Problem:
Count the lines in the records below that contain the string "stone", treating uppercase and lowercase as different, and give only the number.

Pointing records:

◇ ◇ ◇ ◇ ◇

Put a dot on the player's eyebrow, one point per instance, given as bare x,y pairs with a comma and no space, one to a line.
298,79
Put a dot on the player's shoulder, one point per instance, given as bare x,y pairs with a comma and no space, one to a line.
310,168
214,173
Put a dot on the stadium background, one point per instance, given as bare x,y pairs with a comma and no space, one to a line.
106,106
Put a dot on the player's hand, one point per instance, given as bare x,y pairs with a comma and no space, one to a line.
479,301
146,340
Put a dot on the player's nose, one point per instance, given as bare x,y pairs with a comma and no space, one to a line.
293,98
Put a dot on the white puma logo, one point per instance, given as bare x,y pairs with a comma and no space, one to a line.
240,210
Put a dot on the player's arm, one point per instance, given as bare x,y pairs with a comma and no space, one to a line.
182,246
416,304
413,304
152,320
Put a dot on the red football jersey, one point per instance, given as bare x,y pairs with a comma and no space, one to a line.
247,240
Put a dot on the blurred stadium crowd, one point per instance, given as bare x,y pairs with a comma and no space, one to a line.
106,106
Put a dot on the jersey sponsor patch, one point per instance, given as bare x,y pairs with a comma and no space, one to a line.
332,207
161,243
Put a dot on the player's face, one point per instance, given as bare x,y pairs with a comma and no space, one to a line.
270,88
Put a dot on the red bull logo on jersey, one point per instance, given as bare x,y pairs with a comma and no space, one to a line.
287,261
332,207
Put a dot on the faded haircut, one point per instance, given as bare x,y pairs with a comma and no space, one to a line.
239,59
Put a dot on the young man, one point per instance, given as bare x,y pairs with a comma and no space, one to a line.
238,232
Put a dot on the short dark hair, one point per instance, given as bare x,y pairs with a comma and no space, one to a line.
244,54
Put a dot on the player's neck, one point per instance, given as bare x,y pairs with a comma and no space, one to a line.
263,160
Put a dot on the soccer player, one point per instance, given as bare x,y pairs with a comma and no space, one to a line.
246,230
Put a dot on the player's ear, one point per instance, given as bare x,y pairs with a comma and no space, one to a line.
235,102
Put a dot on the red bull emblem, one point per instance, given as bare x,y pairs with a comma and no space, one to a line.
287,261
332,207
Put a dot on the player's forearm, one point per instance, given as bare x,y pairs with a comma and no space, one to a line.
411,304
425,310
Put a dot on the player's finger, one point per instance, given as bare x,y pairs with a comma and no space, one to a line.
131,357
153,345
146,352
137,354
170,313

◇ ◇ ◇ ◇ ◇

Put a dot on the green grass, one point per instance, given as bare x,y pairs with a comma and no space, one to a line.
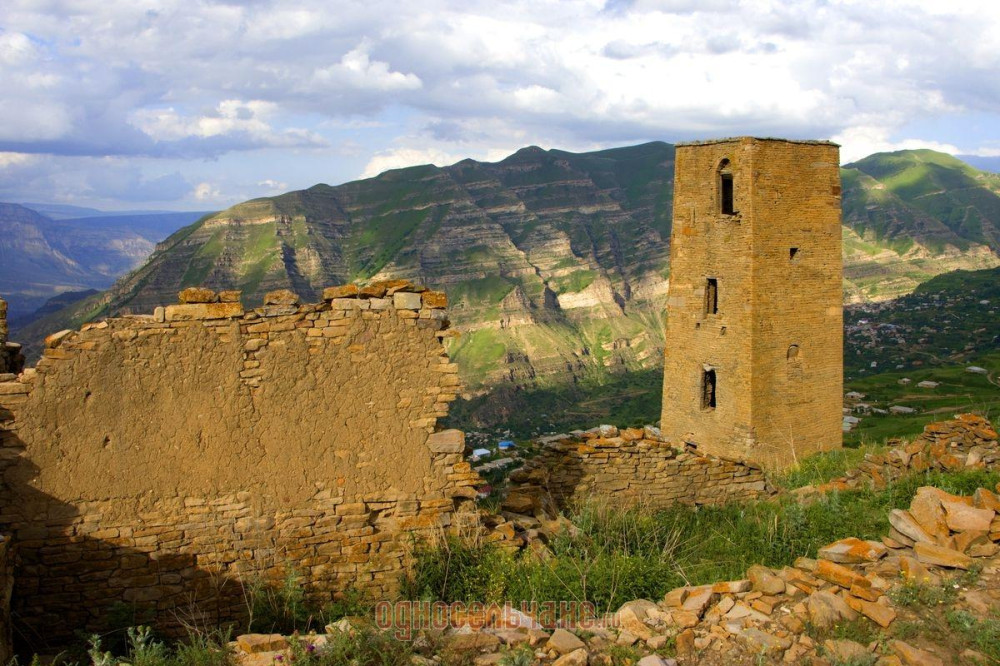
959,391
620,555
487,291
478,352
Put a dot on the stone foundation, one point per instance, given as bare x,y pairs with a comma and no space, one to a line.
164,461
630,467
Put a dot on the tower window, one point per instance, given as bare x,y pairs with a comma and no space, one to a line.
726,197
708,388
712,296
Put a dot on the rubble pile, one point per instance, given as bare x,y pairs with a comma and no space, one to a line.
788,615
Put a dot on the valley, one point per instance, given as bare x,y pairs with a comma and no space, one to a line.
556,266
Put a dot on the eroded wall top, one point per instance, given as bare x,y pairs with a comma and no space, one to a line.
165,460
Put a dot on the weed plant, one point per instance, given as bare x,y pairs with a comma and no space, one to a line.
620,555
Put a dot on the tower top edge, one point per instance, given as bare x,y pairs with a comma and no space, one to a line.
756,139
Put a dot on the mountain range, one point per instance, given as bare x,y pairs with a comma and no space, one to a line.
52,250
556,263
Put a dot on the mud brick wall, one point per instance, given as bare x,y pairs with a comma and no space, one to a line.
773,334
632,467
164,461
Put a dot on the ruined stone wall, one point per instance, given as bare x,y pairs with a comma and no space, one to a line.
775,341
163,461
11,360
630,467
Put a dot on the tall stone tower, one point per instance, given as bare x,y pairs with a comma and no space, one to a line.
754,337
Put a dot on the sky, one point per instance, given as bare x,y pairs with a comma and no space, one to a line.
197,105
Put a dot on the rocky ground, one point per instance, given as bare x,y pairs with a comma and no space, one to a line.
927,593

◇ ◇ ◇ ◇ ◇

Solution for this exercise:
3